— start GIVEN RECORDS —

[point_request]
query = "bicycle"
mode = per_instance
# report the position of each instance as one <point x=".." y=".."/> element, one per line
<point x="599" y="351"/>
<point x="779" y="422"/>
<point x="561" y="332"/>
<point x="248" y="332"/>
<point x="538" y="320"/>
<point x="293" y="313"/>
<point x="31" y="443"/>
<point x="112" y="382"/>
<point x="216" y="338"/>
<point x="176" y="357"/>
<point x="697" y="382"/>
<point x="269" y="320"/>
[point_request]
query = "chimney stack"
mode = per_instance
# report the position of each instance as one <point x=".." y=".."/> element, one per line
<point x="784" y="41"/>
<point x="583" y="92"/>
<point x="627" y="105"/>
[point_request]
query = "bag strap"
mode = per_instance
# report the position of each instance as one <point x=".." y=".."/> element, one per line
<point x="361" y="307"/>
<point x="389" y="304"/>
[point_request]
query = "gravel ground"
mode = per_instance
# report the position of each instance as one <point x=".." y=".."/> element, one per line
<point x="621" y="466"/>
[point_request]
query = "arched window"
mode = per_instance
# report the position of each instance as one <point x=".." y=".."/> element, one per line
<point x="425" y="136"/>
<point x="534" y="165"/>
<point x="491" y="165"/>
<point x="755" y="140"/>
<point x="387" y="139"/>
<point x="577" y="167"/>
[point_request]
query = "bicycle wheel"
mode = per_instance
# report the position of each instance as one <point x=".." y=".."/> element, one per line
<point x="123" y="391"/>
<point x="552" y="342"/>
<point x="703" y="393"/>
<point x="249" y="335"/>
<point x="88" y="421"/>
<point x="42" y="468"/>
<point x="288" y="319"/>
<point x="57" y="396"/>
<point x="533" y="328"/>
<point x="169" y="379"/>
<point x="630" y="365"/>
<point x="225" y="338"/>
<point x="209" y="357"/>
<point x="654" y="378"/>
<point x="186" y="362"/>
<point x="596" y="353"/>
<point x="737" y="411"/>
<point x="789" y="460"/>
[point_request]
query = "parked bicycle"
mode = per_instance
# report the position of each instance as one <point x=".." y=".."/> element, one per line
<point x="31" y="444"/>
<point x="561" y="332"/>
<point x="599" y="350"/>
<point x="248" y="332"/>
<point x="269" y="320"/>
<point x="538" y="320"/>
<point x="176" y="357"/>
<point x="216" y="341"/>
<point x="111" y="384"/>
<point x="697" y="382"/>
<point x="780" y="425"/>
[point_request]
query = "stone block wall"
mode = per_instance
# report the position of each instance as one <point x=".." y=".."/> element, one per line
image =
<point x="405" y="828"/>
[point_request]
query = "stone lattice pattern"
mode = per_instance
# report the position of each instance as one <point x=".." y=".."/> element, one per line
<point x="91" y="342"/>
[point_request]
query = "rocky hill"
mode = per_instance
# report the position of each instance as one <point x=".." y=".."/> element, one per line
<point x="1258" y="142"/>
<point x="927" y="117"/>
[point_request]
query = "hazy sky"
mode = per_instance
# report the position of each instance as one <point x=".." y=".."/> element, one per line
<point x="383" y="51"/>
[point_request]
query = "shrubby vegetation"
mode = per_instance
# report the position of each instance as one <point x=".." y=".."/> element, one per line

— end GIVEN RECORDS —

§ **GIVEN EXERCISE**:
Reproduce the complete data exactly as presented above.

§ **RESULT OF THE EXERCISE**:
[point_request]
query = "bicycle"
mode = per_instance
# report the position of each instance as one <point x=".." y=".."/> element, one per line
<point x="599" y="351"/>
<point x="779" y="422"/>
<point x="561" y="332"/>
<point x="248" y="332"/>
<point x="538" y="320"/>
<point x="293" y="313"/>
<point x="31" y="443"/>
<point x="112" y="382"/>
<point x="216" y="338"/>
<point x="176" y="357"/>
<point x="697" y="382"/>
<point x="269" y="320"/>
[point_request]
query = "chimney stack"
mode = per_instance
# report the position of each instance as one <point x=".." y=".."/> element, one per line
<point x="784" y="41"/>
<point x="583" y="92"/>
<point x="627" y="105"/>
[point_request]
query = "bag strap"
mode = per_instance
# report the position of each instance as one <point x=".." y=".."/> element, one per line
<point x="361" y="307"/>
<point x="389" y="304"/>
[point_request]
query = "gravel ground"
mode = per_instance
# report the position of each instance as one <point x=".." y=".."/> element, one per line
<point x="621" y="466"/>
[point_request]
query = "arched window"
mode = per_instance
# report the position of each instance as one <point x=".." y=".."/> element, one per line
<point x="425" y="136"/>
<point x="534" y="165"/>
<point x="491" y="165"/>
<point x="755" y="140"/>
<point x="387" y="139"/>
<point x="577" y="167"/>
[point_request]
query = "bicycle wheel"
mode = per_instance
# report the position of each instance as one <point x=".." y=".."/> element, one per line
<point x="123" y="391"/>
<point x="552" y="342"/>
<point x="703" y="393"/>
<point x="249" y="335"/>
<point x="88" y="421"/>
<point x="42" y="468"/>
<point x="288" y="319"/>
<point x="57" y="396"/>
<point x="533" y="328"/>
<point x="169" y="379"/>
<point x="630" y="365"/>
<point x="225" y="338"/>
<point x="209" y="357"/>
<point x="654" y="378"/>
<point x="186" y="362"/>
<point x="596" y="353"/>
<point x="737" y="411"/>
<point x="789" y="460"/>
[point_request]
query = "parked bicycle"
mode = per_instance
# report the position of each instance as one <point x=".." y=".."/> element, one per line
<point x="31" y="444"/>
<point x="561" y="332"/>
<point x="599" y="350"/>
<point x="248" y="332"/>
<point x="269" y="320"/>
<point x="538" y="320"/>
<point x="176" y="357"/>
<point x="216" y="341"/>
<point x="111" y="384"/>
<point x="697" y="382"/>
<point x="780" y="425"/>
[point_request]
query = "stone block wall"
mode = per_instance
# report the position of each instance as one <point x=".." y=".."/> element, one per line
image =
<point x="405" y="828"/>
[point_request]
query = "stone lattice pattern"
mode = per_instance
# report the position of each instance as one <point x=".." y=".."/> element, one per line
<point x="91" y="342"/>
[point_request]
query = "rocky hill"
mode = per_instance
# report the position of each instance as one <point x=".." y=".."/> element, one per line
<point x="1258" y="142"/>
<point x="927" y="117"/>
[point_request]
query = "hazy sky"
mode = per_instance
# report the position of each instance as one <point x=".." y=".."/> element, one per line
<point x="383" y="51"/>
[point_request]
query = "shrubby vegetation"
mode = per_instance
# report the position of each instance as one <point x=".." y=".."/> element, one per line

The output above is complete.